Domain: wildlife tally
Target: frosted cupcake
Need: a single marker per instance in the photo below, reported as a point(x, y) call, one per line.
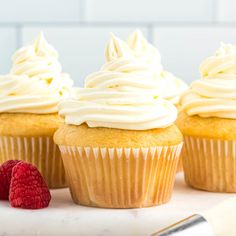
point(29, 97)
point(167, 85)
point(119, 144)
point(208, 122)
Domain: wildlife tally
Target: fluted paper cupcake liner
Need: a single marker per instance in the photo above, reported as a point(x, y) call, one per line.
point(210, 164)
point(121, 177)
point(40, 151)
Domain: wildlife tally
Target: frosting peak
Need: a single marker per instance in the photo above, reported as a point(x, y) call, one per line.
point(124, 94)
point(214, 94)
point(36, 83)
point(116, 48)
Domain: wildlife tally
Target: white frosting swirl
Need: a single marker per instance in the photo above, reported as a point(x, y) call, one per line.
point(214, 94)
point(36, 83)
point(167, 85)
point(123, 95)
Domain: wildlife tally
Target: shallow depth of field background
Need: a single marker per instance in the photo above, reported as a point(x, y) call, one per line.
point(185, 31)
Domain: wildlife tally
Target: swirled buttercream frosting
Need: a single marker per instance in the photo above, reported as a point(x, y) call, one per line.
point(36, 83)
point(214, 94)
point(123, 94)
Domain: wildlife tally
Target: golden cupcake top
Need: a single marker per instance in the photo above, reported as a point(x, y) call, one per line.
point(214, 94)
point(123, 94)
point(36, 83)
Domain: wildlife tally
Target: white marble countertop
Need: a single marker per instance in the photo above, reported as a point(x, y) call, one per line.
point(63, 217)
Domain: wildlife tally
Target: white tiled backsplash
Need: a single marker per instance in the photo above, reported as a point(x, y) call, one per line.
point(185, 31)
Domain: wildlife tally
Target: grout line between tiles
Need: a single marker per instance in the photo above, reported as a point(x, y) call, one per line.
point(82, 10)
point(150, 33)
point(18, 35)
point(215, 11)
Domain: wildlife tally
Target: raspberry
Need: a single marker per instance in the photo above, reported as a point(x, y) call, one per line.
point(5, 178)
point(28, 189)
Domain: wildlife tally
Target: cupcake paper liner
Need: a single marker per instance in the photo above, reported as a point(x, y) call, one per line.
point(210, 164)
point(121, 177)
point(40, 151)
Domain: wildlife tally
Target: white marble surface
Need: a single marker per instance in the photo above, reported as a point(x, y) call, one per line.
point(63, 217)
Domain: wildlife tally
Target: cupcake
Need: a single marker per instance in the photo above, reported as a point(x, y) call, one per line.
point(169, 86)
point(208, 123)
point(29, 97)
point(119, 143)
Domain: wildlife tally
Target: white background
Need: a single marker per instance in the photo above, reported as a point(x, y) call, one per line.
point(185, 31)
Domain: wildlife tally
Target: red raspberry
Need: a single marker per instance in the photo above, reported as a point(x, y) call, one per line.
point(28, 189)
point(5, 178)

+---+

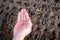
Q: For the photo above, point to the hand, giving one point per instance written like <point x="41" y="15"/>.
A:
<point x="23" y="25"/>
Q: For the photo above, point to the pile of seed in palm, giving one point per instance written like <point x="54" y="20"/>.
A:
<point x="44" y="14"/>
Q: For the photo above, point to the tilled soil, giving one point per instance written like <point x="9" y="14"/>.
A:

+---+

Required work
Search the data for the string "white" and copy each line where it appears.

Your response
Target: white frosting swirl
Target: white marble countertop
Target: white tiled backsplash
Target: white marble surface
Target: white background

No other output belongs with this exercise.